Task objective
Exactly reproduce the line containing "veining shown in the photo above." together with every line after it, through the end of the entries, and give nothing more.

Records of labeled points

────────

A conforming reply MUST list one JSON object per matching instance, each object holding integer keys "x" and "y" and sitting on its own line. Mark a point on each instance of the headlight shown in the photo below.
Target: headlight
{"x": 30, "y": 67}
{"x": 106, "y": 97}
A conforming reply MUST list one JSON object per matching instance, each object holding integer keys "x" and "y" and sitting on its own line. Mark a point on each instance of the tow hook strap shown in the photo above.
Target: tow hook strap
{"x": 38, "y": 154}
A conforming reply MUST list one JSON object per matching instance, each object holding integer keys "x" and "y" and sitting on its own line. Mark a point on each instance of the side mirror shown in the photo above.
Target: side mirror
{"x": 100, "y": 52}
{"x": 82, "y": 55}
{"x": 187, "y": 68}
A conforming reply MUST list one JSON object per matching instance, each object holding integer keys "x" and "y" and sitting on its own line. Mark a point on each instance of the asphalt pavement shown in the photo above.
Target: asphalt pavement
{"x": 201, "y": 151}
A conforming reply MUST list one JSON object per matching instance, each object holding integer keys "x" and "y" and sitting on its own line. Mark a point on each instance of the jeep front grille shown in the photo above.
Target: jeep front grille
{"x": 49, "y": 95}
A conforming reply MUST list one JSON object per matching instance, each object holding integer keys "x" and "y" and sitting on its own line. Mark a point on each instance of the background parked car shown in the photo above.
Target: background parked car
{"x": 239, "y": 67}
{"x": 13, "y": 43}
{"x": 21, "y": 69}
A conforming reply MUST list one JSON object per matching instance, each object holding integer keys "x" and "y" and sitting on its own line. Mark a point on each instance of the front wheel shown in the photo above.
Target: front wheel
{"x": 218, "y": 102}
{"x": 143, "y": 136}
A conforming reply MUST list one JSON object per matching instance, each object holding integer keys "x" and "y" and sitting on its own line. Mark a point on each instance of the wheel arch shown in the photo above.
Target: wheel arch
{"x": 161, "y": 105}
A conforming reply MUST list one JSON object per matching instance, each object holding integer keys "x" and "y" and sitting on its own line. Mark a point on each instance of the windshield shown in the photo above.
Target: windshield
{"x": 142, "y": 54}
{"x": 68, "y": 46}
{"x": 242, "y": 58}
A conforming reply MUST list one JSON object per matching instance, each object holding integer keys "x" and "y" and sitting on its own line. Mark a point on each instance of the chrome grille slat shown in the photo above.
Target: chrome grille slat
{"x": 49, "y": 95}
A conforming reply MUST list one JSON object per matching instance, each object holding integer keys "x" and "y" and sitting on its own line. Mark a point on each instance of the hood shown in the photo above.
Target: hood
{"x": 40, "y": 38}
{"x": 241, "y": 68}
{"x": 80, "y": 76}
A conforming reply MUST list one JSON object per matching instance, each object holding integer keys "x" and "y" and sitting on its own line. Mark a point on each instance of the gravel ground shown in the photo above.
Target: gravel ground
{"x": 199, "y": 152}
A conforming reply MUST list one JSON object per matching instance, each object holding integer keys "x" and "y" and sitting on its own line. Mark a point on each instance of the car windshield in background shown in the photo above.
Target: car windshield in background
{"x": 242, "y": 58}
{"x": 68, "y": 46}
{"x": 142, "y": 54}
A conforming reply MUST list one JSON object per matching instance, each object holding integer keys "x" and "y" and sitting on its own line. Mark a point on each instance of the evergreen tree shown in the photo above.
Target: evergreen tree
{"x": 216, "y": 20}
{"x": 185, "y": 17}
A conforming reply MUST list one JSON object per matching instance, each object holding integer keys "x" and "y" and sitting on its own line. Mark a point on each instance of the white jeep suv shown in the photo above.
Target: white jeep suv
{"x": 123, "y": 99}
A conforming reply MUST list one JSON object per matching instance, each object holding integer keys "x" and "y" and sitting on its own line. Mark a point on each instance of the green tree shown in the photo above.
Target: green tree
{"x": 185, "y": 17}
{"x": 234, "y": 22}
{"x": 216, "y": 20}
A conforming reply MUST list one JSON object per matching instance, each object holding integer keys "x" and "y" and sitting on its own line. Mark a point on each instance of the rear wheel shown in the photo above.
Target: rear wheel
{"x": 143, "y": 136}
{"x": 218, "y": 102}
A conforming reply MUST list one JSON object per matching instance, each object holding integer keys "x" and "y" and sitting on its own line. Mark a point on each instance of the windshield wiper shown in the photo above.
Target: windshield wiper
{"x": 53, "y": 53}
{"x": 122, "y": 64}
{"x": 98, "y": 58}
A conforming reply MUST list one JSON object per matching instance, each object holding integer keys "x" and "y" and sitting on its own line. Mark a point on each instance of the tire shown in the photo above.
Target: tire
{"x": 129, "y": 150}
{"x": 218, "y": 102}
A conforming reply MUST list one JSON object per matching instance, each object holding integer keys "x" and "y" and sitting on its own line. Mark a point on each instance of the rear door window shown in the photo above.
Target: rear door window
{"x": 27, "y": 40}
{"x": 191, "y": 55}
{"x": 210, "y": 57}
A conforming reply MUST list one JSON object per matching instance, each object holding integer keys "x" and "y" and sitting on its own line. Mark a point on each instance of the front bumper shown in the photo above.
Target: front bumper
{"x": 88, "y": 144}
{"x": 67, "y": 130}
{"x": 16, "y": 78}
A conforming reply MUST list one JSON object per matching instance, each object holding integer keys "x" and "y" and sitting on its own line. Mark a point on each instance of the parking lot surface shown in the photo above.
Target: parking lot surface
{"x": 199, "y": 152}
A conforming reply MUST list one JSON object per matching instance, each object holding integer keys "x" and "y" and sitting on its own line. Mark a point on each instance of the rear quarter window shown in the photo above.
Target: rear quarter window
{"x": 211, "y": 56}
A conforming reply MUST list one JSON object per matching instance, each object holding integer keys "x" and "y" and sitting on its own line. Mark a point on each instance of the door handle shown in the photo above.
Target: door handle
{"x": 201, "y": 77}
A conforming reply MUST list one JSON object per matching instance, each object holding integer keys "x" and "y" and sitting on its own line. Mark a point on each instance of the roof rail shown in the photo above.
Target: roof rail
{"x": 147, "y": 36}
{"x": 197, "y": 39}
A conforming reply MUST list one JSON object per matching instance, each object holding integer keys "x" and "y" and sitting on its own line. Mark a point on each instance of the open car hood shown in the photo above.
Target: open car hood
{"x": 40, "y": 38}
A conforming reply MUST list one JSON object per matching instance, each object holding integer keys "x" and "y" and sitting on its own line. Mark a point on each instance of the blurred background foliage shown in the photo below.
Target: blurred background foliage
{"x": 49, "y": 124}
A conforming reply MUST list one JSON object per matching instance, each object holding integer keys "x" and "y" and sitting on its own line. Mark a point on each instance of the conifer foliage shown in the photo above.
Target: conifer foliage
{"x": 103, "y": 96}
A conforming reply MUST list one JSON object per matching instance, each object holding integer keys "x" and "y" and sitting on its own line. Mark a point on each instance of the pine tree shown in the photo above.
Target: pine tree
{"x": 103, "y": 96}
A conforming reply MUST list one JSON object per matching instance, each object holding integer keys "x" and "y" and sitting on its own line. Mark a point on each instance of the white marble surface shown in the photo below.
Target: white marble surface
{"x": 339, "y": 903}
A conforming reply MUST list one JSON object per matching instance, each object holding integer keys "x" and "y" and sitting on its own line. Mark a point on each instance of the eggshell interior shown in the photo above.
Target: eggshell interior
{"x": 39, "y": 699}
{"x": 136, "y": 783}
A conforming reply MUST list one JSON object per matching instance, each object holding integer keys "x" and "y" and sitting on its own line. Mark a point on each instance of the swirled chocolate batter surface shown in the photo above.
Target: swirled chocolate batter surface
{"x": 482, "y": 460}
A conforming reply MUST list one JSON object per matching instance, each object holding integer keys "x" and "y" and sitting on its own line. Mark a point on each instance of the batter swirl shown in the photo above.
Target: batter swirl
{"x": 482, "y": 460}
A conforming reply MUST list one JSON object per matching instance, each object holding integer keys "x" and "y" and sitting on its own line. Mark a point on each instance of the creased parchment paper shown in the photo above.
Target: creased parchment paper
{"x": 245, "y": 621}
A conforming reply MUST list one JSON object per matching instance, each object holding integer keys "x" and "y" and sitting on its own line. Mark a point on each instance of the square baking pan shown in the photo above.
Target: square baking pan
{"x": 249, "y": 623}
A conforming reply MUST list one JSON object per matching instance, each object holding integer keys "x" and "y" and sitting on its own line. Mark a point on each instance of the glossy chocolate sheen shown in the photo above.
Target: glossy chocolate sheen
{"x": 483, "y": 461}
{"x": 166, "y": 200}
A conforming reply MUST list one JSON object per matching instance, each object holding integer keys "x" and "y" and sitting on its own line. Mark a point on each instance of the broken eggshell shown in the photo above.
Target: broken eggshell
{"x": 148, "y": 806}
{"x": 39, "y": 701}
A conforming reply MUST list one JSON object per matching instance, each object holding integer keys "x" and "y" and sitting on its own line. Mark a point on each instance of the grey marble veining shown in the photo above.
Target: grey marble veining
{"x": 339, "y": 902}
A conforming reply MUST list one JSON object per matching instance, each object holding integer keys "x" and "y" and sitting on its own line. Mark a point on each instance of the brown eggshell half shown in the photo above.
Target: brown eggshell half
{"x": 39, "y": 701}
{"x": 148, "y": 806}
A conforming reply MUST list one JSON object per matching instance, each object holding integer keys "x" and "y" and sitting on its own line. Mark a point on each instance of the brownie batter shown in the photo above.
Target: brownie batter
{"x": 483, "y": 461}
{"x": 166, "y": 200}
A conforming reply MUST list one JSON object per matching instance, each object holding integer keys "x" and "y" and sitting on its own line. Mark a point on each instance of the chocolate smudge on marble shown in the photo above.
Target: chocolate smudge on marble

────────

Solution below
A conforming reply MUST list one JSON object per matching instance, each object holding integer keys "x" and "y" and sitting on its own line. Mark a point on each instance of the grey marble veining shown in the photo above.
Target: grey marble veining
{"x": 339, "y": 902}
A conforming reply MUST list one JSON object per matching instance, each object holding integer keys "x" and "y" and sitting on its own line. Mark a point on each instance of the brown eggshell half shown in the photo above.
Target: brown eggshell half
{"x": 39, "y": 701}
{"x": 148, "y": 806}
A conforming reply MUST list one JSON object per matching instance, each object holding integer keys "x" and "y" and sitting on its own line. Mark a point on each instance of the brownie batter shown in the photo above.
Target: brownie batter
{"x": 483, "y": 461}
{"x": 166, "y": 200}
A conforming reply MUST list one JSON object per matching instance, each object holding integer keys "x" and "y" and sitting on its own line. Mark a point on each instance of the chocolate smudge on marble shown in the photo above.
Target: chocolate smudge on marble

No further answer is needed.